◆ YOUR OBJECTIVE: The answer should consist of each line below that contains the word "negative".
[[ SUPPLIED ENTRIES, beginning ]]
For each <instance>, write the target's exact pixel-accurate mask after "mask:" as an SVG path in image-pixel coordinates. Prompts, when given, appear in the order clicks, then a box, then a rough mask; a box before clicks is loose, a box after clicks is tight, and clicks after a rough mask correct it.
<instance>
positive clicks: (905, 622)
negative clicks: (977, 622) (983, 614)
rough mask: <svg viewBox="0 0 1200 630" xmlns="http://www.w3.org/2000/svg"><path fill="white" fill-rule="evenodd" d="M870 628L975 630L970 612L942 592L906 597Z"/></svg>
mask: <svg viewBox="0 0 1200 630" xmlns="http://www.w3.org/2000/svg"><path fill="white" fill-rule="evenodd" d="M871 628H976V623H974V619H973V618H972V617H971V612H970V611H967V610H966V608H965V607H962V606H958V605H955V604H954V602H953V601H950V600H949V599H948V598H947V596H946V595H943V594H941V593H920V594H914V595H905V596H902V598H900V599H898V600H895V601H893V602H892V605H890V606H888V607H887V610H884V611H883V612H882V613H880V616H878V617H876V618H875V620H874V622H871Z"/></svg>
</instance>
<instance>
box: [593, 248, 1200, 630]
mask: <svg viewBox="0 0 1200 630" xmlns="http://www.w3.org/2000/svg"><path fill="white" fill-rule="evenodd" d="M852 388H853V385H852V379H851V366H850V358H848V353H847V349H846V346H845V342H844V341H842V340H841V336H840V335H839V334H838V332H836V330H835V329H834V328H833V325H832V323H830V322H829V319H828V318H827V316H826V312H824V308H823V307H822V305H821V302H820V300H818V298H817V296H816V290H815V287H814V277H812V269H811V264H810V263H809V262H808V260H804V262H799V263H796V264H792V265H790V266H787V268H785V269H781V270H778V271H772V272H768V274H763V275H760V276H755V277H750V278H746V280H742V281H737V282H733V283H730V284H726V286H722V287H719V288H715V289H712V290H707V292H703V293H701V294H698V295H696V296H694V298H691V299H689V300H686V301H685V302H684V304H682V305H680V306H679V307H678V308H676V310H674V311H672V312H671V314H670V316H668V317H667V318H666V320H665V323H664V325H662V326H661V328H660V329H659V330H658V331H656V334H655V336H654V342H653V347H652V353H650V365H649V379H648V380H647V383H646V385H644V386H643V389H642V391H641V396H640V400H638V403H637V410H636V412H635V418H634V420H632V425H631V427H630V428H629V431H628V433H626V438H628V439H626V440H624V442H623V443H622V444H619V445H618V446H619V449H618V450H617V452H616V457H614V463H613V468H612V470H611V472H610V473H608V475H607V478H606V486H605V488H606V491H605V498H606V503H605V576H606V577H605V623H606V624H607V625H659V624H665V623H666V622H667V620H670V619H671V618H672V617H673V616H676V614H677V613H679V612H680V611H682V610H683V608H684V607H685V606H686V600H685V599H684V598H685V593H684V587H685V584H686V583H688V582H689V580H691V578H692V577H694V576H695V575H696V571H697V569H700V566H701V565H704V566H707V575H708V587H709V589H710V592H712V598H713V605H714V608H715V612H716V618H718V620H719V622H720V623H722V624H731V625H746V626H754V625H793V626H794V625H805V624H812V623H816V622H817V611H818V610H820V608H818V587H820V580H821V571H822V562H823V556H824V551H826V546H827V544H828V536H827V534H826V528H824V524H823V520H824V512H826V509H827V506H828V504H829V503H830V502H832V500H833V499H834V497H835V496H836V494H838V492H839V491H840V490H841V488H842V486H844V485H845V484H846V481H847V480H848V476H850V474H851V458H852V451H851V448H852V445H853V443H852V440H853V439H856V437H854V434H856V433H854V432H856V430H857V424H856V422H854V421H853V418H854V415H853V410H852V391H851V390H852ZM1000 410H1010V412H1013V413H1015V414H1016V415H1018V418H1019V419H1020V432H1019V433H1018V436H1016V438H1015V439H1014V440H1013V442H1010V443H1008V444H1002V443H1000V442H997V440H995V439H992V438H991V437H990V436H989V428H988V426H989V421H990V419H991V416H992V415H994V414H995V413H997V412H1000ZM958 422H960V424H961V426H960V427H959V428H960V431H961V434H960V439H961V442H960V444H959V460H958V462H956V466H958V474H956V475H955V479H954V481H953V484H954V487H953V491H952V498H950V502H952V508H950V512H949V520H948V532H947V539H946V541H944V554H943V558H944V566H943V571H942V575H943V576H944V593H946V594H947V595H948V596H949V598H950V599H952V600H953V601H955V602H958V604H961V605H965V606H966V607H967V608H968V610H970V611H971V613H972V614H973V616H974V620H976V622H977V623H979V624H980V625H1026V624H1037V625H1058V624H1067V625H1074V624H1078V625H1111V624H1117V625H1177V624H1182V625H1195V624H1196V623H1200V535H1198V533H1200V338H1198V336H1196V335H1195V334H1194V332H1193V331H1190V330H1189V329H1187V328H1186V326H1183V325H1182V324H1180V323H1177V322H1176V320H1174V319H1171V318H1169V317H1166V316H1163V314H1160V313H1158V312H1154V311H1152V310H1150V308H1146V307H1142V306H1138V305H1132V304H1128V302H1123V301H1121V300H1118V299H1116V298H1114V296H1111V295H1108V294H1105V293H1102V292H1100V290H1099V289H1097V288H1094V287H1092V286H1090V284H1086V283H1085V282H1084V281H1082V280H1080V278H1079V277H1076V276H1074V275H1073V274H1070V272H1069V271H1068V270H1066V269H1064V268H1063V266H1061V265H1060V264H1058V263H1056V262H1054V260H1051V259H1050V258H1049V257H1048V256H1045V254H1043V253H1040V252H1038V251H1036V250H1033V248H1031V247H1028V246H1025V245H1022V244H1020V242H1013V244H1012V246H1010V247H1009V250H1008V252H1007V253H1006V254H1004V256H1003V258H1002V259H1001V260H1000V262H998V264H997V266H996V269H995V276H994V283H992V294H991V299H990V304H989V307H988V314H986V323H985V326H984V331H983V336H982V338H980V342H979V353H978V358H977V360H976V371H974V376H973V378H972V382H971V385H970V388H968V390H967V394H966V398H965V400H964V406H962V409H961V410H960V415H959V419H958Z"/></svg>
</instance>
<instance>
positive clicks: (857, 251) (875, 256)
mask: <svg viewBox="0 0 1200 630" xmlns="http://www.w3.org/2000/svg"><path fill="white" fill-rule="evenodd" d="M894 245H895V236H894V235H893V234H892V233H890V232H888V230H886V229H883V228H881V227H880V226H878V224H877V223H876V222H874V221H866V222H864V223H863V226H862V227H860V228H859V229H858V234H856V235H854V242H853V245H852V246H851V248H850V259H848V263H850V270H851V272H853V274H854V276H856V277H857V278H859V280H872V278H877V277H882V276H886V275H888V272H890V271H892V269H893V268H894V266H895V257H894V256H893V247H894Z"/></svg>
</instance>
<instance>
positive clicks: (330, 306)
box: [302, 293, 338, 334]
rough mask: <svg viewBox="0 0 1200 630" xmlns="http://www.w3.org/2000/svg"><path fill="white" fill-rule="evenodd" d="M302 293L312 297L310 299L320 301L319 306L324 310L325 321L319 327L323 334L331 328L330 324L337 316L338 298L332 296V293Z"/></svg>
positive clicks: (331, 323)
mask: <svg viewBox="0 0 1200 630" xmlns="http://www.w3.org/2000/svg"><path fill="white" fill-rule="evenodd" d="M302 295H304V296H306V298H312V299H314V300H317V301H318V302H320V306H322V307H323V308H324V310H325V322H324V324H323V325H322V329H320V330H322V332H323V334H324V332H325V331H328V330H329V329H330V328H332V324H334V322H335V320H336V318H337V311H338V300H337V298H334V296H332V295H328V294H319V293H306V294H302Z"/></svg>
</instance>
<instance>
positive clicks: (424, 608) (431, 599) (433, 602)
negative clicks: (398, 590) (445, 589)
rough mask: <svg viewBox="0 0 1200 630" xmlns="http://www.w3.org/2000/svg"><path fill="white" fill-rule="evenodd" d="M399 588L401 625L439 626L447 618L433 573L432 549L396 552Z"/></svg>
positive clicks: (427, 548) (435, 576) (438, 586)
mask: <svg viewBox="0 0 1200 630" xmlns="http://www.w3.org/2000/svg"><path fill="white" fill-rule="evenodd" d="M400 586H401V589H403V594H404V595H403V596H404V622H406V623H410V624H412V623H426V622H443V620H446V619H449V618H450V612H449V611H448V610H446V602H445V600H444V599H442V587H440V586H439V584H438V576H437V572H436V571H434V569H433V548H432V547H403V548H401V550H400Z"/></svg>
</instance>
[[ SUPPLIED ENTRIES, end ]]
◆ TASK RESPONSE:
negative clicks: (977, 622) (983, 614)
negative clicks: (398, 590) (445, 589)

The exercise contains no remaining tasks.